-- begin RECORDS SUPPLIED --

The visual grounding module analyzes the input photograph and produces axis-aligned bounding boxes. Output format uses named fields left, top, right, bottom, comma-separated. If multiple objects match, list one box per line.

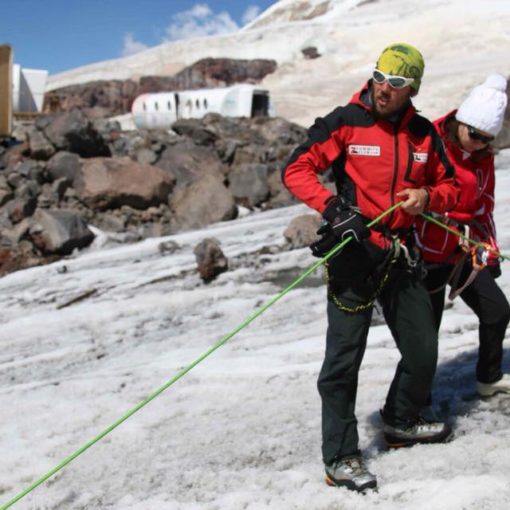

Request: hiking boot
left=326, top=455, right=377, bottom=492
left=383, top=416, right=453, bottom=448
left=476, top=374, right=510, bottom=397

-- end RECORDS SUPPLIED --

YOUR GOAL:
Please convert every line of the items above into a Markdown table with a "Row" column holding the row number and a "Line" column holding the line itself. Skip blank lines and leave the pictures out.

COMPLETE RESPONSE:
| Row | Line |
|---|---|
| 1 | The visual grounding module analyzes the input photograph and produces axis-aligned bounding boxes. Output format uses named fields left, top, right, bottom, comma-separated. If multiple objects match, list one box per line. |
| 2 | Request: hiking boot |
| 3 | left=326, top=455, right=377, bottom=492 |
| 4 | left=383, top=416, right=453, bottom=448 |
| 5 | left=476, top=374, right=510, bottom=397 |